• **PROBLEM SET**
1. In the brakes thread below, shorten the paragraph that opens with "My wife's '07 3.6" into a bulleted list that keeps its main facts.
2. Set down, unchanged, the rows that follow the brakes thread, from the line containing "Would you mind pinning the paved" through the end of the rows.

• **DOCUMENT TEXT**
■ ■ ■
# Brakes Question



## Flash (Feb 17, 1999)

I'm looking to help out a friend. Her Q7 has 24k miles on it. She took the car into the dealer because her brakes were squealing. The brake warning light never came on.
The dealer is telling her that her pads are completely worn, and that she needs new rotors as well. They have quoted her $1,900 to replace both the pads and rotors including labor.
Does this sound reasonable? I'm not surprised with the pads as 24k miles on a heavy vehicle seems normal. But the new rotors part and price seem a little funky, so I'm looking for your advice and experience in this area.
Thanks a lot.
Peter


----------



## hj3! (Nov 5, 2005)

*Re: Brakes Question (Flash)*

the stock Pagid brake pads just squeal when they get dusty. they are definitely trying to sucker her. don't change any brakes until the sensor goes. then you will have to change the pads and rotors. more than likely the front will go first. i have a vw touareg with the same exact brakes. a dealership tried to pull the same thing with me. http://****************.com/smile/emthdown.gif 
the price is about right for all four. kind of high. a shop quoted me $1500 for all four but only the front needed to be changed. i got 20,000 more miles out of the back. i actually changed the brakes myself and save about half. only cost about $700.


----------



## warren586089 (Jan 23, 2009)

*Re: Brakes Question (Flash)*

I had same problem ...sequaking...
dealer said it was designed that way...


----------



## Voltes Five (Sep 17, 2008)

Mine makes sounds too. am planning on replacing my pads with quieter ones with less dust brakes.


----------



## GRNMACHINE (Feb 17, 2009)

*Re: Brakes Question (hj3!)*

hj3!--can you tell me what kind of brakes/rotors you used? Did you have to replace the sensors at the same time? It looks like some pads come with the sensors and some do not.... Kind of confusing. The prices on brake jobs and parts are insane.


----------



## Stinky999 (Sep 14, 2006)

*Re: Brakes Question (Flash)*

My wife's '07 3.6 was skealing with 19K. I checked the pads and there is close to half the material left up front and 2/3 in back. I suspect we have another 8-10k for the fronts and 15k for the rears. You can easily shine a flashlight into the wheel to see how much material is left. If the brakes are working fine, I would not replace them until the warning light comes on. That is the purpose of the light.
As far as cost goes, $1900 is not unreasonable. The Q7 has substantial brakes, 6 piston calipers front and 4 piston rear. They are the same brakes as used on the Cayenne, if that makes you feel any better







(well, also the Touareg







). I needed brakes on my Phaeton last year and was quoted $1000, just for the fronts (I did it myself for $400).
Good luck.
Roger


----------
■ ■ ■
• **SUPPLIED ENTRIES**
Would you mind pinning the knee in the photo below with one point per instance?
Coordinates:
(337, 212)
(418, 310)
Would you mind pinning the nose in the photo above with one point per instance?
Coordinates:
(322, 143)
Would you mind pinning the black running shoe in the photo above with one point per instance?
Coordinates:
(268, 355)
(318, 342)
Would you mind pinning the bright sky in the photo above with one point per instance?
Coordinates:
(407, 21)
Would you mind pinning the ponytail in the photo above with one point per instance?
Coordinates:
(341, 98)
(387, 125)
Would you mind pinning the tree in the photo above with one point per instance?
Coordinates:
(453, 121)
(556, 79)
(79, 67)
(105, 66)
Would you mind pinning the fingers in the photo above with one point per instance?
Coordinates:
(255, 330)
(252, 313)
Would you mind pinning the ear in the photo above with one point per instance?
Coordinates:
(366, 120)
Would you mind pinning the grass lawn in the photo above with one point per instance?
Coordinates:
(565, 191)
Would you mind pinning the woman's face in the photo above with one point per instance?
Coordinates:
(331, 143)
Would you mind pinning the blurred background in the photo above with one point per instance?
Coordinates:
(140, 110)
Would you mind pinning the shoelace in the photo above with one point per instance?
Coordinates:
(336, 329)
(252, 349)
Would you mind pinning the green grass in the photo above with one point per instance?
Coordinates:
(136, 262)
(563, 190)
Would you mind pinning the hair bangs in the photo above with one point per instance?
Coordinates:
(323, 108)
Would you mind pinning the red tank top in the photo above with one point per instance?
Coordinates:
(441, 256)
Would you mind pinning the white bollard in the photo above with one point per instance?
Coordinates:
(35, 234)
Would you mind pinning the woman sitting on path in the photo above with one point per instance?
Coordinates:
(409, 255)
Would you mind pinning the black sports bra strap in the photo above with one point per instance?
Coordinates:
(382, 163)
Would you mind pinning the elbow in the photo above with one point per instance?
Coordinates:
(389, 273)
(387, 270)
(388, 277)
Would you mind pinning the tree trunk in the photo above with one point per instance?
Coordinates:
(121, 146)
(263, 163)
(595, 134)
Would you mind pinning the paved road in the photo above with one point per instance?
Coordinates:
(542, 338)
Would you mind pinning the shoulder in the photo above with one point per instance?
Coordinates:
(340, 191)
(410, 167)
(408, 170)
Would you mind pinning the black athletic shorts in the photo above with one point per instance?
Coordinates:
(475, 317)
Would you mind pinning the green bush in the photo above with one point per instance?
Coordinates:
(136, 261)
■ ■ ■
• **SOLUTIONS IN ORDER**
1.
- The '07 3.6 was squealing at 19K miles.
- About half the pad material was left up front and 2/3 in back.
- The estimate is another 8-10k miles for the fronts and 15k for the rears.
- Shining a flashlight into the wheel shows how much material is left.
- If the brakes work fine, wait to replace them until the warning light comes on, since that is the light's purpose.

2.
Would you mind pinning the paved road in the photo above with one point per instance?
Coordinates:
(542, 338)
Would you mind pinning the shoulder in the photo above with one point per instance?
Coordinates:
(340, 191)
(410, 167)
(408, 170)
Would you mind pinning the black athletic shorts in the photo above with one point per instance?
Coordinates:
(475, 317)
Would you mind pinning the green bush in the photo above with one point per instance?
Coordinates:
(136, 261)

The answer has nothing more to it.